Information supplied:
========================================================================
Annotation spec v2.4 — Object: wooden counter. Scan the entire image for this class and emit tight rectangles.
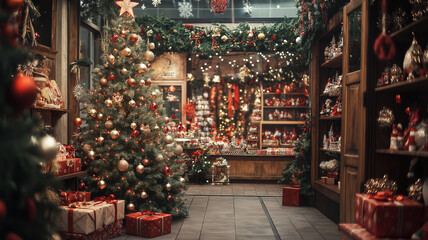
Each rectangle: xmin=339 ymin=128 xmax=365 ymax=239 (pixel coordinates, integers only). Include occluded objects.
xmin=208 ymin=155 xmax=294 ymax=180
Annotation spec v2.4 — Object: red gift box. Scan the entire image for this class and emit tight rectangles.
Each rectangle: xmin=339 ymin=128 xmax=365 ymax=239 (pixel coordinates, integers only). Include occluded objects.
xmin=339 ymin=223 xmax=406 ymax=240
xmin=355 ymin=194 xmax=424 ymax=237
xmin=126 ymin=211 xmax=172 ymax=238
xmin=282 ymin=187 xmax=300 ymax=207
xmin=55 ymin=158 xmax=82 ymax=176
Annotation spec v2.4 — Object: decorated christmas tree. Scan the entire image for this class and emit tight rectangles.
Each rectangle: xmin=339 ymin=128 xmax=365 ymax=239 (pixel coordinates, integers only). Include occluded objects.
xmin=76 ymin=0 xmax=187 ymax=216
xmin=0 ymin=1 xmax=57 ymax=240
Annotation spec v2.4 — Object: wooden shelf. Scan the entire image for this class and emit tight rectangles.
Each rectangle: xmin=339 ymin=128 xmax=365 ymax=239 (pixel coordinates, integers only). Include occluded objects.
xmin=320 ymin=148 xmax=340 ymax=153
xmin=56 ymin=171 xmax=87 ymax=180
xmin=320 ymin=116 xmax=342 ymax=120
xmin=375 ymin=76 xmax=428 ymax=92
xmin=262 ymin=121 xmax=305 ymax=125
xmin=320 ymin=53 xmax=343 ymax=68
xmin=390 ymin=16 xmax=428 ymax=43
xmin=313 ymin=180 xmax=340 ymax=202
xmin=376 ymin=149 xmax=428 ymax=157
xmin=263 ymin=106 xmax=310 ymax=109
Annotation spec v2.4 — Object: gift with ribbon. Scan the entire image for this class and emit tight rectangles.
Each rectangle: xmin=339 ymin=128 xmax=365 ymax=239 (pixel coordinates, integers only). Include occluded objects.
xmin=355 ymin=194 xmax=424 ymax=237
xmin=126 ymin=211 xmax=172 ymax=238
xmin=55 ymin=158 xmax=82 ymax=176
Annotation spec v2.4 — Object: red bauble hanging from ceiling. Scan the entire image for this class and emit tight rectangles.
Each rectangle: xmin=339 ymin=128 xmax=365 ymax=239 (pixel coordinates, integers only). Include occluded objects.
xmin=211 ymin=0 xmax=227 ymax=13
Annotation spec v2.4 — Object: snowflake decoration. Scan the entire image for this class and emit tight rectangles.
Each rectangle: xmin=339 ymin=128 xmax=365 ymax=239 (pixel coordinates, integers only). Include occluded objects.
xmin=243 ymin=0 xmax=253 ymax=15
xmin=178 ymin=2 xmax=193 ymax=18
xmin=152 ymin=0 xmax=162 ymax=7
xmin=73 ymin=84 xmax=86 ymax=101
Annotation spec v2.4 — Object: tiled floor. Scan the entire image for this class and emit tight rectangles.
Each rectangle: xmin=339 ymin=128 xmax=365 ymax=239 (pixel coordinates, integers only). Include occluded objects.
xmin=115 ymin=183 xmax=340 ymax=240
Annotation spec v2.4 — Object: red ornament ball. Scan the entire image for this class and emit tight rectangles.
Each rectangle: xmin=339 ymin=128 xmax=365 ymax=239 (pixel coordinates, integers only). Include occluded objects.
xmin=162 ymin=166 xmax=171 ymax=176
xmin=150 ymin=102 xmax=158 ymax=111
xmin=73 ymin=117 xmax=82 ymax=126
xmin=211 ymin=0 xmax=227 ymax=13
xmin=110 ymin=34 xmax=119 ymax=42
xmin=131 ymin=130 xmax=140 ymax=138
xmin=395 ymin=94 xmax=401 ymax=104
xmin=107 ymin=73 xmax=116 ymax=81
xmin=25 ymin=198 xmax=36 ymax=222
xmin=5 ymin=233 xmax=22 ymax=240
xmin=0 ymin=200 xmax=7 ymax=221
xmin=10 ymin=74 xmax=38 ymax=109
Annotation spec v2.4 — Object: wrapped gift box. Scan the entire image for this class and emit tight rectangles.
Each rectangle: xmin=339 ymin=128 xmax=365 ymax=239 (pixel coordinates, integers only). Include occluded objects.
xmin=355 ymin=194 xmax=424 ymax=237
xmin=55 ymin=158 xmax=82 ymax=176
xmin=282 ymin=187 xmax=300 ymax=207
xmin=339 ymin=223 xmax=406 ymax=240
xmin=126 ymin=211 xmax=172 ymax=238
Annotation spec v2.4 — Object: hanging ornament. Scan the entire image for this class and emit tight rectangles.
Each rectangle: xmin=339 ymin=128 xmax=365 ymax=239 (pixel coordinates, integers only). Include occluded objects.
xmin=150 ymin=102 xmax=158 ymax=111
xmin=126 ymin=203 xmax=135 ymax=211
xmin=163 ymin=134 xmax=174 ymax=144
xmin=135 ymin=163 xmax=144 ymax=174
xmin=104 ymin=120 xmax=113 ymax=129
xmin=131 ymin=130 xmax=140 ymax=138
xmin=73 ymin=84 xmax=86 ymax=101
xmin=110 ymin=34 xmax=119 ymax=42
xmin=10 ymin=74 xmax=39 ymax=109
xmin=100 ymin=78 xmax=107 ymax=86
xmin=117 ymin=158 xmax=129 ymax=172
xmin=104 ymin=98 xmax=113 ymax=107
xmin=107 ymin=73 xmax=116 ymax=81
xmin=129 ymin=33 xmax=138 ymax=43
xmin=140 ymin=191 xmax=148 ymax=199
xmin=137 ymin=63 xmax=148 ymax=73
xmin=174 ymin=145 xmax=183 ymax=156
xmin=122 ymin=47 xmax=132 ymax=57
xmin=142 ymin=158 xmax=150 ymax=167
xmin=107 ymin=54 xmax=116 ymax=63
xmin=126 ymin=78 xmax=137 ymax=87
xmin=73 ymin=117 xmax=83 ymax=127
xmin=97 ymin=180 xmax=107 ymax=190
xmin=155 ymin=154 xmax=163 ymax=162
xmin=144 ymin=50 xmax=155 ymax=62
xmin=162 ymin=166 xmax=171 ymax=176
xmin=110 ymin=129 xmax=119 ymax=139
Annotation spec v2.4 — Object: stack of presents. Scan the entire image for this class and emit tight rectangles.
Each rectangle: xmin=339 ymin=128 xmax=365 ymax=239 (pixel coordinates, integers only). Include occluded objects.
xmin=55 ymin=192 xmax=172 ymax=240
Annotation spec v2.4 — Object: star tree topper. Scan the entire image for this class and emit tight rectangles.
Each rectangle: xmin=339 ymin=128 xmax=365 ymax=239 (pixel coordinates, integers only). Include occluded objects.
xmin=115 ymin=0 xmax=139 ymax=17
========================================================================
Change "tight rectangles" to "snug boxes" everywhere it appears in the rows above, and write the rows out again with nothing else altered. Leave the pictures out.

Annotation spec v2.4 — Object: wooden counter. Scan the entire image for this class and emit snug boxes.
Each rectangle: xmin=339 ymin=128 xmax=365 ymax=239 (pixel coordinates, integers only). Include occluded objects.
xmin=208 ymin=155 xmax=294 ymax=180
Annotation spec v2.4 — Object: red gift box. Scan the entire image for this class and emit snug boxes.
Each rectangle: xmin=339 ymin=128 xmax=365 ymax=239 (pixel coordinates, integers only). Include occluded objects.
xmin=339 ymin=223 xmax=406 ymax=240
xmin=355 ymin=194 xmax=424 ymax=237
xmin=126 ymin=211 xmax=172 ymax=238
xmin=282 ymin=187 xmax=300 ymax=207
xmin=55 ymin=158 xmax=82 ymax=176
Annotation spec v2.4 — Object: decorated christmas tree. Scan the entire image for this class and emit snug boxes.
Each rectangle: xmin=339 ymin=128 xmax=365 ymax=239 (pixel coordinates, integers only). Include occluded objects.
xmin=76 ymin=0 xmax=187 ymax=216
xmin=0 ymin=1 xmax=57 ymax=240
Annotation spec v2.4 — Object: wooden shelf. Scan the entire image for this class and emit snug boxes.
Each rectangle: xmin=339 ymin=128 xmax=365 ymax=239 (pixel coordinates, integers only). Include occluded objects.
xmin=320 ymin=148 xmax=340 ymax=153
xmin=56 ymin=171 xmax=87 ymax=180
xmin=320 ymin=116 xmax=342 ymax=120
xmin=375 ymin=76 xmax=428 ymax=92
xmin=262 ymin=121 xmax=305 ymax=125
xmin=320 ymin=53 xmax=343 ymax=68
xmin=390 ymin=16 xmax=428 ymax=43
xmin=313 ymin=180 xmax=340 ymax=202
xmin=376 ymin=149 xmax=428 ymax=157
xmin=263 ymin=106 xmax=310 ymax=109
Annotation spec v2.4 — Object: gift with ribbon. Scan the entire image for this class and emit snug boxes.
Each rectangle: xmin=339 ymin=128 xmax=365 ymax=239 (pixel coordinates, integers only). Include occluded objects.
xmin=355 ymin=194 xmax=424 ymax=237
xmin=126 ymin=211 xmax=172 ymax=238
xmin=55 ymin=158 xmax=82 ymax=176
Annotation spec v2.4 — Object: red bauble hanging from ceiling. Scan the entire image for this class and emit snug boxes.
Each rectangle: xmin=339 ymin=128 xmax=365 ymax=239 (pixel coordinates, integers only). Include occluded objects.
xmin=211 ymin=0 xmax=227 ymax=13
Annotation spec v2.4 — Object: snowflake decoration. Scan the entire image for this class and emit snug boxes.
Each rectangle: xmin=339 ymin=128 xmax=365 ymax=239 (pixel coordinates, integers only). Include occluded objects.
xmin=243 ymin=0 xmax=253 ymax=15
xmin=178 ymin=2 xmax=193 ymax=18
xmin=152 ymin=0 xmax=162 ymax=7
xmin=73 ymin=84 xmax=86 ymax=101
Annotation spec v2.4 — Object: tiled floor. Scan the entire image for this class and emit snug boxes.
Each rectangle: xmin=339 ymin=128 xmax=365 ymax=239 (pixel coordinates, integers only). Include occluded objects.
xmin=115 ymin=183 xmax=340 ymax=240
Annotation spec v2.4 — Object: red ornament ball. Scan the entire image for this class and emit snug boxes.
Each rectangle: xmin=339 ymin=128 xmax=365 ymax=239 (pixel coordinates, integers only). Include occluded objects.
xmin=162 ymin=166 xmax=171 ymax=176
xmin=150 ymin=102 xmax=158 ymax=111
xmin=73 ymin=117 xmax=82 ymax=126
xmin=211 ymin=0 xmax=227 ymax=13
xmin=110 ymin=34 xmax=119 ymax=42
xmin=131 ymin=130 xmax=140 ymax=138
xmin=395 ymin=94 xmax=401 ymax=104
xmin=107 ymin=73 xmax=116 ymax=81
xmin=25 ymin=198 xmax=36 ymax=222
xmin=5 ymin=233 xmax=22 ymax=240
xmin=0 ymin=200 xmax=7 ymax=221
xmin=10 ymin=74 xmax=38 ymax=109
Annotation spec v2.4 — Object: wrapped gift box. Scan the entire image for this class and emit snug boxes.
Each rectangle: xmin=339 ymin=128 xmax=365 ymax=239 (pixel coordinates, integers only). Include occluded objects.
xmin=355 ymin=194 xmax=424 ymax=237
xmin=55 ymin=158 xmax=82 ymax=176
xmin=282 ymin=187 xmax=300 ymax=207
xmin=339 ymin=223 xmax=406 ymax=240
xmin=126 ymin=211 xmax=172 ymax=238
Annotation spec v2.4 — Object: hanging ornament. Scan the entire image for this class and emit snug boxes.
Each rectangle: xmin=339 ymin=128 xmax=365 ymax=239 (pixel coordinates, integers only). Include occluded objects.
xmin=150 ymin=102 xmax=158 ymax=111
xmin=126 ymin=203 xmax=135 ymax=211
xmin=163 ymin=134 xmax=174 ymax=144
xmin=135 ymin=163 xmax=144 ymax=174
xmin=104 ymin=120 xmax=113 ymax=129
xmin=131 ymin=130 xmax=140 ymax=138
xmin=73 ymin=84 xmax=86 ymax=101
xmin=110 ymin=34 xmax=119 ymax=42
xmin=10 ymin=74 xmax=39 ymax=109
xmin=100 ymin=78 xmax=107 ymax=86
xmin=117 ymin=158 xmax=129 ymax=172
xmin=104 ymin=98 xmax=113 ymax=107
xmin=107 ymin=73 xmax=116 ymax=81
xmin=129 ymin=33 xmax=138 ymax=43
xmin=140 ymin=191 xmax=148 ymax=199
xmin=137 ymin=63 xmax=148 ymax=73
xmin=174 ymin=145 xmax=183 ymax=156
xmin=122 ymin=47 xmax=132 ymax=57
xmin=142 ymin=158 xmax=150 ymax=167
xmin=107 ymin=54 xmax=116 ymax=63
xmin=126 ymin=78 xmax=137 ymax=87
xmin=73 ymin=117 xmax=83 ymax=127
xmin=97 ymin=180 xmax=107 ymax=190
xmin=155 ymin=154 xmax=163 ymax=162
xmin=144 ymin=50 xmax=155 ymax=62
xmin=162 ymin=166 xmax=171 ymax=176
xmin=110 ymin=129 xmax=119 ymax=139
Annotation spec v2.4 — Object: stack of presents. Scan the entire image for this class and emit snug boxes.
Each rectangle: xmin=339 ymin=128 xmax=365 ymax=239 (pixel coordinates, integers only). Include occluded objects.
xmin=55 ymin=192 xmax=172 ymax=240
Annotation spec v2.4 — Object: star tree topper. Scan the entire image for this class and emit snug boxes.
Each rectangle: xmin=339 ymin=128 xmax=365 ymax=239 (pixel coordinates, integers only). Include occluded objects.
xmin=115 ymin=0 xmax=139 ymax=17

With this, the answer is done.